┌─ PASSAGE SHOWN

# Is honey safe?



## Sojuuk (Jun 24, 2007)

I was going to give my rats some bread with honey on it today but it occurred to me that my honey was made with orange blossoms so I decided best to not give them anything. But is regular honey safe for rats?


----------



## Stace87 (Jun 24, 2008)

I've used a tiny amount to give meds in. I've never gave it otherwise. Bread is known to cause choking, so I would toast it.


----------



## teresaisaacs (Jul 31, 2009)

i use honey as a rare treat for my rats. I smear a small amount over an egg carton and they love to lick it off!!! (as they do when i put yoghurt in them too!) they get roughly a teaspoon every 2 months lol! also i make croutons (small pieces of bread baked in a hot oven for 10-15 mins about 200 degrees c) and a **little** honey on that too, they go mental for it!(i use it for training!) 

i think orange blossom is safe as honey comes from the pollen of the flower and not the fruit


----------



## cami (Mar 15, 2009)

i think honey is safe as long as u dont use that much.

└─
┌─ GIVEN RECORDS

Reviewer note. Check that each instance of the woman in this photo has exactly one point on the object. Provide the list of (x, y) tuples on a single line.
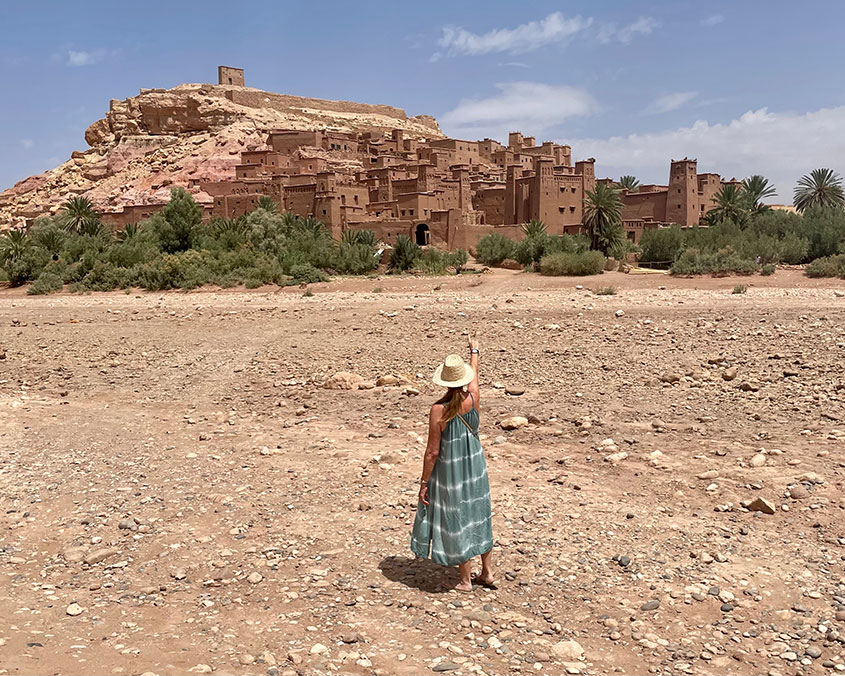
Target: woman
[(453, 521)]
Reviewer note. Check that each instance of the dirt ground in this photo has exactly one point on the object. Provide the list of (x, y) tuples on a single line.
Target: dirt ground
[(180, 493)]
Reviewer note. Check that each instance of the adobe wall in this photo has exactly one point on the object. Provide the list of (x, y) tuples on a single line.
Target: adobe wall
[(645, 206), (226, 75)]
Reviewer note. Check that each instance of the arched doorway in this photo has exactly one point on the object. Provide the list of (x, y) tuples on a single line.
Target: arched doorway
[(423, 236)]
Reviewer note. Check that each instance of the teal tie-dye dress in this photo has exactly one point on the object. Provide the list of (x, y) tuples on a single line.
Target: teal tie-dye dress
[(456, 525)]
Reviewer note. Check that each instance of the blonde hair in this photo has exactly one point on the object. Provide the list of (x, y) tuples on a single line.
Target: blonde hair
[(452, 402)]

└─

▶ _REQUIRED WORK_:
- a) Answer these from the forum thread on giving honey to rats:
(i) What were the blossoms that Sojuuk's honey was made with?
(ii) According to Stace87, what should be done to bread, and for what reason?
(iii) Roughly how much honey does teresaisaacs give the rats, and how often?
- b) Write the next post in the forum thread on giving honey to rats, following cami's reply.

▶ _ANSWERS IN ORDER_:
- a)
(i) Orange blossoms.
(ii) It should be toasted, because bread is known to cause choking.
(iii) Roughly a teaspoon every 2 months.

- b)
----------



## chiklet1503 (Jun 12, 2009)

Make sure the honey you use is pasturized/processed. Raw honey is not reccomended to give to children or seniors. Most honey you buy is already processed and whatnot and is fine but I'd always check the label first.

I dont see why honey made from orange blossoms would be any problem when used in moderation.


----------



## this_wallflower (Apr 19, 2009)

Be careful with honey...I'd say if there's a warning for children who have quite a bit of honey, then a rat with a significantly smaller biomass would be at risk. Honey can carry *but not always) botulism. :/ I've seen what it can do to a horse, I can't imagine that'd be pretty in a rat.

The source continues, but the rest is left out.